RECORDS PROVIDED below:

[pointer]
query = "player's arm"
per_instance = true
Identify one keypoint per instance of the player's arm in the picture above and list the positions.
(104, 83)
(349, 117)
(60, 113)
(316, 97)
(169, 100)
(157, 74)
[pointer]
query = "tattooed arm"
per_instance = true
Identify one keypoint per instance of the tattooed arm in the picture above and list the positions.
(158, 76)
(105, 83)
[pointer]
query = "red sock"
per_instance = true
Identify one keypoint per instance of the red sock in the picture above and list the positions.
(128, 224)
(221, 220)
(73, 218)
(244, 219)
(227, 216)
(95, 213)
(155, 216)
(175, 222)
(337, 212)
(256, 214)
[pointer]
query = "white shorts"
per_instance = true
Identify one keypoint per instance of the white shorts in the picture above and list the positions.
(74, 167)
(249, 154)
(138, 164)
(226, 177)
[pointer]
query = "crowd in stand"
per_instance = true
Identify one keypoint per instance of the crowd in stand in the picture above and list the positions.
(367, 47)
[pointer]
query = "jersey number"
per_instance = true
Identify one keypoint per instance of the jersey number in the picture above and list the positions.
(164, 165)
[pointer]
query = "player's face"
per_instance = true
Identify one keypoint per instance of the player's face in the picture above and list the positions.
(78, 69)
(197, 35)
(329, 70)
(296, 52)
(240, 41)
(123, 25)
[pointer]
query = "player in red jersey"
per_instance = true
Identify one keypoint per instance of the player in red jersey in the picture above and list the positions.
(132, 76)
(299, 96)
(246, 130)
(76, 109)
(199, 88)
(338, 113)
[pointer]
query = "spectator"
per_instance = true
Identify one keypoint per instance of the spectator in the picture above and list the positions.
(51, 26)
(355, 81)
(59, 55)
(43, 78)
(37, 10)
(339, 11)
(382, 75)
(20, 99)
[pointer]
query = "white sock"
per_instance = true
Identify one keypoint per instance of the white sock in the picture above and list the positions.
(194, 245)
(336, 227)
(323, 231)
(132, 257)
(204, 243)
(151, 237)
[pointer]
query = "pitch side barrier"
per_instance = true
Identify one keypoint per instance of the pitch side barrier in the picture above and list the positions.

End of RECORDS PROVIDED.

** WHAT IS REQUIRED **
Every record above must be set down again, word for word.

** ANSWER BELOW **
[pointer]
query = "player's arm"
per_instance = true
Identify one keypoint per instance of the player's arm in the picture above and list the positions.
(104, 83)
(349, 117)
(60, 113)
(316, 97)
(169, 100)
(157, 74)
[pointer]
query = "tattooed arm"
per_instance = true
Identify one keypoint per instance of the tattooed arm in the picture above and list the positions.
(158, 76)
(105, 83)
[pointer]
query = "red sock"
per_instance = true
Identify one keypoint per instance of the red sock in the picture above and list the positions.
(128, 224)
(221, 220)
(73, 218)
(244, 219)
(227, 216)
(95, 213)
(155, 216)
(175, 222)
(337, 212)
(256, 214)
[pointer]
query = "white shorts"
per_instance = true
Identify one keypoint per instance of the white shorts in the picture above and list the positions.
(74, 167)
(249, 154)
(138, 164)
(226, 177)
[pointer]
query = "crowd in stand"
per_instance = true
Identify one keypoint per instance of the crowd in stand in the picture above and list the positions.
(367, 47)
[pointer]
query = "jersey number"
per_instance = true
Identify one keypoint per instance of the jersey number in the picture above and list the positions.
(164, 165)
[pointer]
query = "player's face"
per_instance = true
Identify one keypoint per instance of the player's face in the picture above and list the positions.
(78, 69)
(197, 35)
(329, 70)
(296, 52)
(240, 41)
(123, 25)
[pointer]
query = "player in red jersey"
per_instance = true
Identify one keypoint per instance of the player in red jersey in the picture above and list the positions.
(132, 76)
(299, 96)
(246, 130)
(76, 109)
(199, 88)
(338, 113)
[pointer]
query = "spectator"
per_instance = true
Identify one keypoint per instance of the spectator in the picture above and list the positions.
(51, 26)
(355, 81)
(59, 55)
(43, 78)
(37, 10)
(339, 11)
(382, 75)
(20, 99)
[pointer]
query = "white sock"
per_instance = true
Identify one keypoint per instance of the white sock in the picture above and list the positions.
(194, 245)
(336, 227)
(323, 231)
(132, 257)
(204, 243)
(151, 237)
[pointer]
query = "pitch side barrier"
per_instance = true
Identify one keypoint per instance of the pitch side barrier in the picture above and list the positions.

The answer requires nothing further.